===== Raw data =====

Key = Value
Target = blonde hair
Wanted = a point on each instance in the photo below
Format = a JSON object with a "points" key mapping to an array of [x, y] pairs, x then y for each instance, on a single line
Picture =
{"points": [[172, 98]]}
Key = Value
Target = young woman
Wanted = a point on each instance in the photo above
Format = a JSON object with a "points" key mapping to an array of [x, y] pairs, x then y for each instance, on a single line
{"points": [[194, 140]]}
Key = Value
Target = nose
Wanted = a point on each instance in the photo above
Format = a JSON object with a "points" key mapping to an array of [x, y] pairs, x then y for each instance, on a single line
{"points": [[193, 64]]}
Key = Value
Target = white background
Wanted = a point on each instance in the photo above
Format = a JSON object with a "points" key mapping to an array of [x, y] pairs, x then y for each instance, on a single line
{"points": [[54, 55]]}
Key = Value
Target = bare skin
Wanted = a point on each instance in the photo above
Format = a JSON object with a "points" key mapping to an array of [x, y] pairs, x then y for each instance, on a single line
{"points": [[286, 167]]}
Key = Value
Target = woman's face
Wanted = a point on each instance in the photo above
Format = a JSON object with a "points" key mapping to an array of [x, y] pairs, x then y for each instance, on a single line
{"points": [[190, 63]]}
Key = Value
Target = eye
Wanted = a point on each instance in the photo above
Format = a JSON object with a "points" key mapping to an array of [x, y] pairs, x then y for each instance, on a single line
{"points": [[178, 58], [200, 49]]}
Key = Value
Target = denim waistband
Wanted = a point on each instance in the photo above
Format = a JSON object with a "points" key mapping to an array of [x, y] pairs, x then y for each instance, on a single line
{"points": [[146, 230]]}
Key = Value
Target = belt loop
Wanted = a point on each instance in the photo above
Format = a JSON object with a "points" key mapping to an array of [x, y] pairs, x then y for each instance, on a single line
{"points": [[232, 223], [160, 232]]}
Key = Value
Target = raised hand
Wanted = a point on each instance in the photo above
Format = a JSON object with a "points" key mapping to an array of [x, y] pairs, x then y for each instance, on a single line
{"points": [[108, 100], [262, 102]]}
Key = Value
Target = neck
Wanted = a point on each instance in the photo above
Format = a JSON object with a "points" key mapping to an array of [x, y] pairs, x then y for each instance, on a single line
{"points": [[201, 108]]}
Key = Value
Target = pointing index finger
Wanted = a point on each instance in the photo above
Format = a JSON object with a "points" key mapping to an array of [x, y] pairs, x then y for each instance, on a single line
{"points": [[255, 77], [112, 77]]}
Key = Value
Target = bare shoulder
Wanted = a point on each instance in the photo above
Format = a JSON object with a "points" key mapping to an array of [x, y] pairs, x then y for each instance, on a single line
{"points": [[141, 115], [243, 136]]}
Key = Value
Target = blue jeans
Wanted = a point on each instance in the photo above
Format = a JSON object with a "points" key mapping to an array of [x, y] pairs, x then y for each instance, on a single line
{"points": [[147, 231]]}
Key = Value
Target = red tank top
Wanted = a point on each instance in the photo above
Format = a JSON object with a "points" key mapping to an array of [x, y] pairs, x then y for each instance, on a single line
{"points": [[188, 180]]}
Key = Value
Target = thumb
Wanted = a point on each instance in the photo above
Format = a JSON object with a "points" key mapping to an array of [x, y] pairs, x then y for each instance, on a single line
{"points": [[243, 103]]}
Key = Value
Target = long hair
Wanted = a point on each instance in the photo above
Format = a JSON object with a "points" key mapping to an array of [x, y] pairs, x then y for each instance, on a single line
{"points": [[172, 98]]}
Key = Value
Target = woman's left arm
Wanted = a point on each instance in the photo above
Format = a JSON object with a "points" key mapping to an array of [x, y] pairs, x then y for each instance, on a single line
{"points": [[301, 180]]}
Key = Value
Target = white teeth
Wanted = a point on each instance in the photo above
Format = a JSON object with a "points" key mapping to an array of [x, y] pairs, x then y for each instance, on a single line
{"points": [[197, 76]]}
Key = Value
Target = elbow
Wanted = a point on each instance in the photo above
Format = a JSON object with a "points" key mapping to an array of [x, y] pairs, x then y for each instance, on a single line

=====

Please set down each line of the records exactly as given.

Finished task
Key = Value
Target = blonde hair
Wanted = a point on each instance in the photo below
Format = a JSON object with a "points" key mapping to an array of [x, y] pairs, x then y for each instance, on a single line
Picture =
{"points": [[172, 98]]}
Key = Value
Target = young woman
Wanted = a point on each instance in the photo above
Format = a JSON object with a "points" key mapping to an array of [x, y] pairs, x then y for each instance, on a single line
{"points": [[194, 140]]}
Key = Value
Target = nose
Wanted = a point on each instance in the photo above
Format = a JSON object with a "points" key mapping to an array of [x, y] pairs, x then y for each instance, on a single line
{"points": [[193, 64]]}
Key = Value
Target = white background
Wanted = a point on each instance in the photo above
Format = a JSON object with a "points" key mapping to an array of [x, y] pairs, x then y for each instance, on a single line
{"points": [[54, 55]]}
Key = Value
Target = bare skin
Wanted = a point on each instance in the photo above
Format = a JSON object with a "points" key mapping to an array of [x, y] pairs, x then y for each instance, on a single line
{"points": [[286, 167]]}
Key = Value
Target = woman's face
Wanted = a point on each instance in the photo above
Format = a JSON object with a "points" key mapping to an array of [x, y] pairs, x then y for each instance, on a single line
{"points": [[190, 63]]}
Key = Value
Target = eye
Wanted = a point on each instance in the photo above
Format = a JSON object with a "points" key mapping to an array of [x, y] pairs, x then y for each instance, on a single line
{"points": [[178, 58], [200, 49]]}
Key = Value
Target = denim waistband
Wanted = a point on each instance in the photo above
Format = a JSON object with a "points" key mapping to an array of [x, y] pairs, x then y for each instance, on a single line
{"points": [[146, 230]]}
Key = Value
Target = belt loop
Wanted = a point on each instance in the photo above
Format = a JSON object with a "points" key mapping to an array of [x, y] pairs, x then y for each instance, on a single line
{"points": [[232, 223], [160, 232]]}
Key = Value
Target = raised hand
Wanted = a point on each instance in the photo above
Format = a JSON object with a "points" key mapping to an array of [x, y] pairs, x then y for each instance, on a single line
{"points": [[108, 100], [262, 102]]}
Key = Value
Target = neck
Wanted = a point on each instance in the photo above
Format = a JSON object with a "points" key mapping to an array of [x, y] pairs, x then y for each instance, on a single line
{"points": [[201, 108]]}
Key = Value
Target = pointing index finger
Wanted = a point on each instance in the photo above
Format = a JSON object with a "points" key mapping to an array of [x, y] pairs, x then y for each instance, on a single line
{"points": [[255, 77], [112, 77]]}
Key = Value
Target = bare shoulder
Wanted = a point on each instance in the photo above
Format = a JSON object with a "points" key mapping to an array of [x, y] pairs, x then y for each instance, on a single line
{"points": [[141, 115], [243, 136]]}
Key = Value
Target = blue jeans
Wanted = a point on each instance in the photo above
Format = a JSON object with a "points" key mapping to an array of [x, y] pairs, x then y for each instance, on a single line
{"points": [[147, 231]]}
Key = Value
Target = red tank top
Wanted = a point on each instance in the photo above
Format = a JSON object with a "points" key mapping to an array of [x, y] pairs, x then y for each instance, on a single line
{"points": [[188, 180]]}
Key = Value
Target = thumb
Wanted = a point on each instance in the photo above
Format = a JSON object with a "points" key mapping to an array of [x, y] pairs, x then y for each instance, on a single line
{"points": [[243, 103]]}
Key = Value
Target = long hair
Wanted = a point on each instance in the photo above
Format = a JSON object with a "points" key mapping to an array of [x, y] pairs, x then y for each instance, on a single line
{"points": [[172, 98]]}
Key = Value
Target = woman's left arm
Wanted = a point on each instance in the photo above
Format = a JSON object with a "points" key mapping to an array of [x, y] pairs, x then y for each instance, on a single line
{"points": [[301, 180]]}
Key = Value
Target = white teeth
Wanted = a point on each instance in the photo above
Format = a JSON object with a "points" key mapping to an array of [x, y] pairs, x then y for each instance, on a single line
{"points": [[197, 76]]}
Key = Value
Target = elbow
Wanted = a point on each instance in the photo above
Format = a JSON object with a "points" key mapping to an array of [x, y] pairs, x then y for each instance, on a single line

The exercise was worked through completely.